— How to complete this task —
Could you write out the records below exactly, without omitting a line?

== == ==

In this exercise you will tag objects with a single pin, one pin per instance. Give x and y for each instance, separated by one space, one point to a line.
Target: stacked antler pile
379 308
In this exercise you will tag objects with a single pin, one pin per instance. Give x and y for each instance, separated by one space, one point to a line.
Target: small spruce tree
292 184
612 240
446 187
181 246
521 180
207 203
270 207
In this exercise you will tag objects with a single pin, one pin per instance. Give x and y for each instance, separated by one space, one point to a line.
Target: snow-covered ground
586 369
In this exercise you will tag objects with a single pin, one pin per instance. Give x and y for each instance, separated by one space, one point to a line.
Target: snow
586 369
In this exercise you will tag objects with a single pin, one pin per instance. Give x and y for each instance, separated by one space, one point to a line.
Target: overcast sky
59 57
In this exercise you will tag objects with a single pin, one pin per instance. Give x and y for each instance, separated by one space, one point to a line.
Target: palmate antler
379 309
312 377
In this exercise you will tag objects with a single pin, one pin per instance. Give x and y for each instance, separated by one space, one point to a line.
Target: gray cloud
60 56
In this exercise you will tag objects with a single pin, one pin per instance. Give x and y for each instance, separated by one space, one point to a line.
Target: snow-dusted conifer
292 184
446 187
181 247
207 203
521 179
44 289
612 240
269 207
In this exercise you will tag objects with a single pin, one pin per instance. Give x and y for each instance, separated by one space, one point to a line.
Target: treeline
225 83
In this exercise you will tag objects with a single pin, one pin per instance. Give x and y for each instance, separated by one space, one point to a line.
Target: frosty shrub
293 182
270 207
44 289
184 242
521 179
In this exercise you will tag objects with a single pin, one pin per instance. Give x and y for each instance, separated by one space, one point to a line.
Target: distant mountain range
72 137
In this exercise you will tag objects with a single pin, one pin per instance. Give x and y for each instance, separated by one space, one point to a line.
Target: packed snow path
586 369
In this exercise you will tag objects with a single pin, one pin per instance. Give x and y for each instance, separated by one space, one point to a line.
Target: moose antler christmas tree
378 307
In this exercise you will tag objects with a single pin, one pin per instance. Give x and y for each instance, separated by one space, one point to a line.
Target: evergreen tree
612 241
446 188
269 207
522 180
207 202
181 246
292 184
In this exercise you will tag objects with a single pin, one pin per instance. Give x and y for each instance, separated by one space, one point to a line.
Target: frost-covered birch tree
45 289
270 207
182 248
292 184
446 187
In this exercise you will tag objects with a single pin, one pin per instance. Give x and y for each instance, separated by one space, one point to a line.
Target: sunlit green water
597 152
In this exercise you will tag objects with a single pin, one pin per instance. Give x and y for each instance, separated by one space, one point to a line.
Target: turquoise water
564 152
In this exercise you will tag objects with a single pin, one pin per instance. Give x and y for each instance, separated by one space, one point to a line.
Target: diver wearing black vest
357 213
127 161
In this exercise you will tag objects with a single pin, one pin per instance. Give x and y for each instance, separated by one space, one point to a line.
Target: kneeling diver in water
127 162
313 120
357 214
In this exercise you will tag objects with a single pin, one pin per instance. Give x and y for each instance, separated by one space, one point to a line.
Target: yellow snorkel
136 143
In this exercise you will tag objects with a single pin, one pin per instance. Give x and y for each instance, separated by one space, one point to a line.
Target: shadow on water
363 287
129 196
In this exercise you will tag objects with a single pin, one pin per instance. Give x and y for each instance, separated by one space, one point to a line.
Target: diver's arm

== == ==

— Answer to the exercise —
In this exercise you will tag objects with a single pin, one pin per instance. Give x and y for each instance, separated by one space, one point to a line.
Target: stacked antler pile
379 308
In this exercise you will tag objects with a single pin, one pin per instance. Give x and y for each instance, separated by one space, one point to a line.
Target: small spruce tree
292 184
612 240
446 187
181 246
521 180
207 203
270 207
In this exercise you will tag objects with a single pin, one pin per instance. Give x and y for each instance, separated by one space, one point to a line.
Target: snow-covered ground
586 369
In this exercise you will tag objects with a single pin, one pin per instance. Give x and y for each instance, separated by one space, one point to a line.
Target: snow
586 369
In this exercise you will tag objects with a single pin, one pin per instance. Give x and y for each instance, separated by one space, one point to a line.
Target: overcast sky
59 57
In this exercise you will tag objects with a single pin, one pin per instance. Give x and y for each instance, separated by one space, one point to a line.
Target: palmate antler
379 309
312 377
In this exercise you will tag objects with a single pin, one pin per instance. Give x and y for each instance, separated by one space, one point to a line.
Target: gray cloud
60 56
In this exercise you will tag objects with a single pin, one pin per instance. Give x and y for each instance, separated by one space, one point to a line.
Target: snow-dusted conifer
292 184
446 187
181 247
207 203
521 179
44 289
612 240
269 207
In this exercise you will tag objects with a single pin, one pin per instance. Give x and y for each instance, separated by one space, one point to a line.
Target: treeline
225 83
In this exercise you will tag objects with a single pin, one pin per instance. Give x and y for each instance, separated by one space, one point to a line.
Target: frosty shrub
293 182
270 207
44 289
184 242
521 179
In this exercise you will tag objects with a single pin, one pin per instance. Give x and y for each instance, separated by one space, one point to a line.
Target: distant mountain range
72 137
In this exercise you will tag objects with a single pin, one pin per instance. Give x and y for each instance, separated by one space, one point to a line.
Target: packed snow path
586 369
In this exercise you will tag objects with a single pin, one pin per instance. Give x and y for each instance, separated by one space, one point to a line.
Target: moose antler christmas tree
378 307
In this exercise you will tag objects with a single pin, one pin per instance. Give x and y for each instance, separated by one space, one point to a line.
Target: evergreen tree
612 241
446 188
269 207
522 180
207 202
181 246
292 184
In this exercise you will tag objects with a single pin, one pin per instance. Give x and y for each instance, separated by one space, one point to a line.
Target: frost-covered birch tree
45 289
270 207
182 248
292 184
446 187
In this exercise you will tag objects with a single pin, one pin per instance. Give x and y for each instance, separated by one space, one point to a line.
Target: sunlit green water
597 152
In this exercise you will tag objects with a single pin, one pin per instance. Give x and y for each instance, separated by one space, one point to a line.
Target: turquoise water
564 152
In this exercise you will tag objects with a single pin, one pin per instance. Give x and y for each instance, separated by one space, one point to a line.
Target: diver wearing black vest
357 213
127 161
In this exercise you will tag objects with a single pin, one pin per instance. Give x and y for each instance, separated by one space, one point to a line.
Target: kneeling diver in water
127 162
313 120
357 214
In this exercise you will tag objects with a single pin, one pin per instance. Give x and y for each instance, separated by one space, one point to a line.
Target: yellow snorkel
136 143
In this exercise you will tag objects with a single pin, one pin per instance. Give x and y for each instance, separated by one space, one point to a line.
Target: shadow on water
363 287
129 196
In this exercise you will tag objects with a single pin, one pin per instance. Give x and y for each instance, separated by one space, one point to a line.
Target: diver's arm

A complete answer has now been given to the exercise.